▶ **Your assignment**
Scan the entries below for the word "teeth". Copy each line that has it.

BEGIN Data provided

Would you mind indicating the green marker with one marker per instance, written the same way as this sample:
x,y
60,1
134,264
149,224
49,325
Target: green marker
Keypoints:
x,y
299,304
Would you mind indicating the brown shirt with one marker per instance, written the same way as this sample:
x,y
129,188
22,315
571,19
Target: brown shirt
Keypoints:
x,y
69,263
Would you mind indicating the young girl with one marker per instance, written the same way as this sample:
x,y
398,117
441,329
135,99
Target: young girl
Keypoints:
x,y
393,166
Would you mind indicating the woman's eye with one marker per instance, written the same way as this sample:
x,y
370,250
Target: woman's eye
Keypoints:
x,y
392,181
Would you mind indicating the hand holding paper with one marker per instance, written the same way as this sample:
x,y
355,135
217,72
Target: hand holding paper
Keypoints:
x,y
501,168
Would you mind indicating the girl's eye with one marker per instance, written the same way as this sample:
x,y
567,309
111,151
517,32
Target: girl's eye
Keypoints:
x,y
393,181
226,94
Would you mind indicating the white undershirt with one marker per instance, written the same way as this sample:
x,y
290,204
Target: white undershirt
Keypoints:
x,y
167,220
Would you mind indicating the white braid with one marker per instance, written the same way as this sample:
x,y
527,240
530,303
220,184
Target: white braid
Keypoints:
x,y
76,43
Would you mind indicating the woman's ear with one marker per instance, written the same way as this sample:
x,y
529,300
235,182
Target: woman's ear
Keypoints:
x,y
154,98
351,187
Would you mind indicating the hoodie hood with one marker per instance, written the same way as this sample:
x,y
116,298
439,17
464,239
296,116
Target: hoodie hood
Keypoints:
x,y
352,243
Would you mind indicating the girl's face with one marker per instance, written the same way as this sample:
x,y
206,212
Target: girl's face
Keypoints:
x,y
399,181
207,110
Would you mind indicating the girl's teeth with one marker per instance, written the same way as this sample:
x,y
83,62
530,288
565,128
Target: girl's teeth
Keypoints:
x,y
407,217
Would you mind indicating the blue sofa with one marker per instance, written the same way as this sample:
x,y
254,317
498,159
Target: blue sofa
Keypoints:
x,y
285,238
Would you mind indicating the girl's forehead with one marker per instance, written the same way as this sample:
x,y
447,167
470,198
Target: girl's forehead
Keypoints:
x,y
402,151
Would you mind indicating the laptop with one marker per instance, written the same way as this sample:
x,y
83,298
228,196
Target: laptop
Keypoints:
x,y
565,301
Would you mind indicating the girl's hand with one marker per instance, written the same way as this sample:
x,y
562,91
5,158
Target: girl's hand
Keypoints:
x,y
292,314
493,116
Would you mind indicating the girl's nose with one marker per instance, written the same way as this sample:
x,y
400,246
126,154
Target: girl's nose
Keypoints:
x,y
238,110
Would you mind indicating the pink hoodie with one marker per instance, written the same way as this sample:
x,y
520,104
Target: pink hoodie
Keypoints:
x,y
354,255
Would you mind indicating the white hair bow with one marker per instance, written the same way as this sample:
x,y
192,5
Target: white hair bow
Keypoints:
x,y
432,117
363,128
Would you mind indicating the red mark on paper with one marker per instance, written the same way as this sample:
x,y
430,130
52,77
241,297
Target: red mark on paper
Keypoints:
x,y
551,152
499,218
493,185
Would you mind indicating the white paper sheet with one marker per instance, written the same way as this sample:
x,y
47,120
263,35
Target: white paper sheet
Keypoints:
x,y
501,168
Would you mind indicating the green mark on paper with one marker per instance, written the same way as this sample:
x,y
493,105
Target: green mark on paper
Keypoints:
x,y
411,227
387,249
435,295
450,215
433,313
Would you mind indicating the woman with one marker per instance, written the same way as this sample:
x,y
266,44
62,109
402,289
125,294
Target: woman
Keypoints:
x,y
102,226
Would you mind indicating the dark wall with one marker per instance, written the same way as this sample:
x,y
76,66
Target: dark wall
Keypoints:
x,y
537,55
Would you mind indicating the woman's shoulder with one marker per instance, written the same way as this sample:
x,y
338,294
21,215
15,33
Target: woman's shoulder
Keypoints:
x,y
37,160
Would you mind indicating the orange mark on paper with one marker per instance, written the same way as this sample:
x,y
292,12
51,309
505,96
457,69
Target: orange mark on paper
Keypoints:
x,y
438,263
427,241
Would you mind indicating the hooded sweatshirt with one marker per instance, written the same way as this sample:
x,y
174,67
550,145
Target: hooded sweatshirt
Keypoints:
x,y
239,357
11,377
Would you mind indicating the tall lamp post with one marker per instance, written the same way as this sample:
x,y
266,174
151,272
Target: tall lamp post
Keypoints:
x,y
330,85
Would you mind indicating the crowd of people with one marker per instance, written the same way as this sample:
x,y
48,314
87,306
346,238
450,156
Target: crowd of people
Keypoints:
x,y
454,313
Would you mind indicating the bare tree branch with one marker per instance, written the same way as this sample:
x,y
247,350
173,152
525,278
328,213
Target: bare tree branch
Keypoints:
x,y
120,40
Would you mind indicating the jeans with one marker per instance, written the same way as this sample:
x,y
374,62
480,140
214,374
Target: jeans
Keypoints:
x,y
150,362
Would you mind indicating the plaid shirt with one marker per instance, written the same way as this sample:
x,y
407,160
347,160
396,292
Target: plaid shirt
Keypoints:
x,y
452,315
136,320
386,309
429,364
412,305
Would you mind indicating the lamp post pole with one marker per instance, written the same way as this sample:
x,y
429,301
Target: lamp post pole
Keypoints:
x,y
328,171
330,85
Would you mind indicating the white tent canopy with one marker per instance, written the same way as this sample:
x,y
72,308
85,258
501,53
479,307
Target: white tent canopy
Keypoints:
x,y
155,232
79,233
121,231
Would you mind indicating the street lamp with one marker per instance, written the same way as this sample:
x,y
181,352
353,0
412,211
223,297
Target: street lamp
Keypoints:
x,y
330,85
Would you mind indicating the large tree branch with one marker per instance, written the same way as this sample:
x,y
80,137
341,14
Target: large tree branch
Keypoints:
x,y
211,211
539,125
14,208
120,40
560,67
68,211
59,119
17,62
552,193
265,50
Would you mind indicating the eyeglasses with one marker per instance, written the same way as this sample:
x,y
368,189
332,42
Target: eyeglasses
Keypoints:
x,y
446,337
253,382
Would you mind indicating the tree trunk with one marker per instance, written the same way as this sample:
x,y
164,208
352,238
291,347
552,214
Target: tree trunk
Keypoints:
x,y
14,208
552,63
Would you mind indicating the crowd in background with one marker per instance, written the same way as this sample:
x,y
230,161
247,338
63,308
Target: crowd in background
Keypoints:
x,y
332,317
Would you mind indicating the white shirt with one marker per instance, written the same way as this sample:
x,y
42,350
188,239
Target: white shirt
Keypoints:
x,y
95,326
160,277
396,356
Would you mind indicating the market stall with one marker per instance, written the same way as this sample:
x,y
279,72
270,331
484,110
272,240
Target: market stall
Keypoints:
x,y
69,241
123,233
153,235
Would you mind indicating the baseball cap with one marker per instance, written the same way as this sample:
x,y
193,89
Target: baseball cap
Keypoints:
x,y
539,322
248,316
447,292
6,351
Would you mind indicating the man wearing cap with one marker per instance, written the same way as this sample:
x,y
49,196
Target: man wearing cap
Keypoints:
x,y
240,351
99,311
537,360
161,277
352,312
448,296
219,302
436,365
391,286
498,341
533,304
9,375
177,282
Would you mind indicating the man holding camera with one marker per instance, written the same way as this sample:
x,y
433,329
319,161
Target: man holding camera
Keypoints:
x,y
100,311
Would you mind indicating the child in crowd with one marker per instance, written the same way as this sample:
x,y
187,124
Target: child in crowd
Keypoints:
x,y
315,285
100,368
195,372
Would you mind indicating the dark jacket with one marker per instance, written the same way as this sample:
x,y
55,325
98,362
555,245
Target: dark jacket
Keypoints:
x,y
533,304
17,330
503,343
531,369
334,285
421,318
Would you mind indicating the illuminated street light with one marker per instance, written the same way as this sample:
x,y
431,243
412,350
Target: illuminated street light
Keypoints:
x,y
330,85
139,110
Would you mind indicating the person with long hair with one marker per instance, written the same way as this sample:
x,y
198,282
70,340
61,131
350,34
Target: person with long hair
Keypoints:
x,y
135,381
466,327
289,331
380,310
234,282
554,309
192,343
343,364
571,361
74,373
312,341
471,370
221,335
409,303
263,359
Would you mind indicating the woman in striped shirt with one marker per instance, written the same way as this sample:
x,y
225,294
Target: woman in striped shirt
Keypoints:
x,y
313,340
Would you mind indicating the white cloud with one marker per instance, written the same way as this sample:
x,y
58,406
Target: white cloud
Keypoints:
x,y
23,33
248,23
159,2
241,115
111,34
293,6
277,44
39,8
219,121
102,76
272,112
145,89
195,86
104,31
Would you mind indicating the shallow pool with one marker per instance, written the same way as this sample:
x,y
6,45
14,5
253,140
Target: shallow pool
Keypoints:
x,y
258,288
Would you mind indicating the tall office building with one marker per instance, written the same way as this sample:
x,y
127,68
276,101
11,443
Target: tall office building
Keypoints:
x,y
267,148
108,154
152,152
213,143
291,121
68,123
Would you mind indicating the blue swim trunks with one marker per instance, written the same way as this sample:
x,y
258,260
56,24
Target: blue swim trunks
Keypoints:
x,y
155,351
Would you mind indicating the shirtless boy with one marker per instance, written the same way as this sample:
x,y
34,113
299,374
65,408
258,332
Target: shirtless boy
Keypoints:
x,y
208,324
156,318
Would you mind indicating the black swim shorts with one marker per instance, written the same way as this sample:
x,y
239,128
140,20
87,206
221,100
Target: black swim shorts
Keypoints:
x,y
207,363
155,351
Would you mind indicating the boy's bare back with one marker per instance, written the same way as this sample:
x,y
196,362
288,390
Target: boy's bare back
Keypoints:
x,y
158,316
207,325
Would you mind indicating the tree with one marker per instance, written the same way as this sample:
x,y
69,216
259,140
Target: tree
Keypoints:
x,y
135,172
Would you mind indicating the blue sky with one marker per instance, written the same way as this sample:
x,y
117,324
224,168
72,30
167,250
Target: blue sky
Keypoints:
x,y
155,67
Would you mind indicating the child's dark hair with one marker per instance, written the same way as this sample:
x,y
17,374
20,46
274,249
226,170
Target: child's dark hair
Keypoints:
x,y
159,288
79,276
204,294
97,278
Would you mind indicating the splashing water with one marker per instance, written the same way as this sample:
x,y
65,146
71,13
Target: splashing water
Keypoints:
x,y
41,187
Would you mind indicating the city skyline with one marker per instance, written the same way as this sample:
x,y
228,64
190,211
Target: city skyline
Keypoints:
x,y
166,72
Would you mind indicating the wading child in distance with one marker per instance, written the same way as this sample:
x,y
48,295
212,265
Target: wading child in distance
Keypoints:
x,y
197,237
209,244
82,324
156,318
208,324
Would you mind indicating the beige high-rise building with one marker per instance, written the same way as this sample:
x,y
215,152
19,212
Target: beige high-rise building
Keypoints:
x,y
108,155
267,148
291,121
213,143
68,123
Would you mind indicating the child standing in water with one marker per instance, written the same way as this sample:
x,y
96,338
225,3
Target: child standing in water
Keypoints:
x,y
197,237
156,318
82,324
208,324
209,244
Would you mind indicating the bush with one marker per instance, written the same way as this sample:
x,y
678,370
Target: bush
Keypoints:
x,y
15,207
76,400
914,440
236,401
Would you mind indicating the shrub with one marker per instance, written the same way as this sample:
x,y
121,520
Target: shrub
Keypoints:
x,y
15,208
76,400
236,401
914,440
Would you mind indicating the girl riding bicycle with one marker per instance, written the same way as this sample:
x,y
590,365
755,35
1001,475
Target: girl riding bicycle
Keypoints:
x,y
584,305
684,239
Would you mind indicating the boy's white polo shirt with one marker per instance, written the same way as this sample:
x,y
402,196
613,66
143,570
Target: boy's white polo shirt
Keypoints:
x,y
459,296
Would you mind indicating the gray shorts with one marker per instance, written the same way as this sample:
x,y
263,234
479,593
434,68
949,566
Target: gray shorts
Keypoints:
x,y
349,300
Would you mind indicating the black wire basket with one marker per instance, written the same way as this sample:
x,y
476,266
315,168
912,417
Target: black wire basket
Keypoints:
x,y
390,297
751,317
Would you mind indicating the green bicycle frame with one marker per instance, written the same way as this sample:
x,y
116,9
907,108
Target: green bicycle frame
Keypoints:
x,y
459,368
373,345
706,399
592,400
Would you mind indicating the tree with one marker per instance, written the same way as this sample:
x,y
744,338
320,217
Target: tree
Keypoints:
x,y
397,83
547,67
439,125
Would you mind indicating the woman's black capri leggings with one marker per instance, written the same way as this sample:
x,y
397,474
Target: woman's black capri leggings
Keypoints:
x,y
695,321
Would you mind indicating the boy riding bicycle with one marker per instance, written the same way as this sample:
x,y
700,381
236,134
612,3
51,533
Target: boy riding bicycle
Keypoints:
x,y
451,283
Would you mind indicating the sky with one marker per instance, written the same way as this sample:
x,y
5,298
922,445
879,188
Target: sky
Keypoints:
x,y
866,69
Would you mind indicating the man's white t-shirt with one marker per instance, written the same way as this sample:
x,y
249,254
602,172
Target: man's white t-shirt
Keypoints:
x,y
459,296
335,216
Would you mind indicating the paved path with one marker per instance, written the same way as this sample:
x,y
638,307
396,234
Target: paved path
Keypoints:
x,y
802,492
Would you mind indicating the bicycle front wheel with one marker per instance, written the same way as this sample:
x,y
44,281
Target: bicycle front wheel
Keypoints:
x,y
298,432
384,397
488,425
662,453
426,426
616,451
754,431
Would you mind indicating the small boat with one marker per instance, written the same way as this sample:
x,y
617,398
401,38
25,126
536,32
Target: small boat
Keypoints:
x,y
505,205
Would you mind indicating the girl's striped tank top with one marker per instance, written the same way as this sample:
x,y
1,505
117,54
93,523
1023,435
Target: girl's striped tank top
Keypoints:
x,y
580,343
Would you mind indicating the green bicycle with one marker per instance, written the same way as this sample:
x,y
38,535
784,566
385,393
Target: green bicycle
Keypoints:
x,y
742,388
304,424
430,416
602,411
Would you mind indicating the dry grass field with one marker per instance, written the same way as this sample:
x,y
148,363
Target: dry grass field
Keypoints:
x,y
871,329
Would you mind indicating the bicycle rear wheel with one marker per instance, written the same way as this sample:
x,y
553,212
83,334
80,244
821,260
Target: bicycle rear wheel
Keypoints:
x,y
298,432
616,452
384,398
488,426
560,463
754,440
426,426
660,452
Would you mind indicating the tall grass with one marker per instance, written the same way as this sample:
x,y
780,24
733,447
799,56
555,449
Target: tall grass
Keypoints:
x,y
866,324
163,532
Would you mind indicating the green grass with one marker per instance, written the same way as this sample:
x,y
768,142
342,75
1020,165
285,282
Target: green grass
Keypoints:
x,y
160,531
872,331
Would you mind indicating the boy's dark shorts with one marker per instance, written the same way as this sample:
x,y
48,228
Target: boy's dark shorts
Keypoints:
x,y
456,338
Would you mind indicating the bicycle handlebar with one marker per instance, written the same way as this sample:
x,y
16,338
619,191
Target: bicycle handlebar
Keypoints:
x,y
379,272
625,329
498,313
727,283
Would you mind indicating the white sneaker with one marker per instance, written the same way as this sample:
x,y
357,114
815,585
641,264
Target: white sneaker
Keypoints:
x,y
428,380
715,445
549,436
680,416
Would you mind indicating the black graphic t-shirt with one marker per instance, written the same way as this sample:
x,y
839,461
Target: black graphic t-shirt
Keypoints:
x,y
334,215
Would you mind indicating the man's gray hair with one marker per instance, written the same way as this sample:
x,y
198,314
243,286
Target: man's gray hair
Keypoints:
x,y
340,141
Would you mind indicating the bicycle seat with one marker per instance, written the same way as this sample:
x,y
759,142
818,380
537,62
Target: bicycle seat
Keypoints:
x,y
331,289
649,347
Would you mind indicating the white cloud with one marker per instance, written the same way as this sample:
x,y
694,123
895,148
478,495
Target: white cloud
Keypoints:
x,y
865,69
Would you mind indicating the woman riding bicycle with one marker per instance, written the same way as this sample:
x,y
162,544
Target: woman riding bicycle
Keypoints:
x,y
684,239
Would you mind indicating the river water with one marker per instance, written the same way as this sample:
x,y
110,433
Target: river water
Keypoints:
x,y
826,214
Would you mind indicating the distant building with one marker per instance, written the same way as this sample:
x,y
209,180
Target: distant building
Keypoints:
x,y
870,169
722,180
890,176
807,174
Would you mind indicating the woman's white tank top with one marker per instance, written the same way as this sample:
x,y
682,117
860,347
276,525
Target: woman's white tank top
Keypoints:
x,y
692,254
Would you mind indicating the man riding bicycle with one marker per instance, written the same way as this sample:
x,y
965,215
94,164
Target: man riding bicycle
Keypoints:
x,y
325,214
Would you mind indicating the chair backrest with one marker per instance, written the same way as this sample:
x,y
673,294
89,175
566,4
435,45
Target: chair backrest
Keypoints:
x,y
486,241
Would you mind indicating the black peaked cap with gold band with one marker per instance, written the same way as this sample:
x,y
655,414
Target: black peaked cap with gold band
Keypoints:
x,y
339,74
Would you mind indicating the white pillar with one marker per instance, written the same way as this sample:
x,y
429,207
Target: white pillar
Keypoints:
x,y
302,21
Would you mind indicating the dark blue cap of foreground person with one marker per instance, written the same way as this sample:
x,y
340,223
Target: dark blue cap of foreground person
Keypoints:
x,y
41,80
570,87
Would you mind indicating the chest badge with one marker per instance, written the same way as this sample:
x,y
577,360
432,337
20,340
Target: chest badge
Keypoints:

END Data provided

▶ **Response for this exercise**
Would you mind indicating the girl's teeth with one marker per instance, written the same way as this sample:
Target: girl's teeth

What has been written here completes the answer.